> DATA ROWS
----

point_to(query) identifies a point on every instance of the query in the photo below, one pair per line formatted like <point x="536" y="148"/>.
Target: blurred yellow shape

----

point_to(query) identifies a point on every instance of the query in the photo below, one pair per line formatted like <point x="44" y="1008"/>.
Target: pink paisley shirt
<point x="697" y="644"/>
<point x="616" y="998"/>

----

> WHAT YOU NEED TO DO
Count the lines in the items above that contain the string "Target", with case mattering, and reply with that number alone.

> CORRECT RESPONSE
2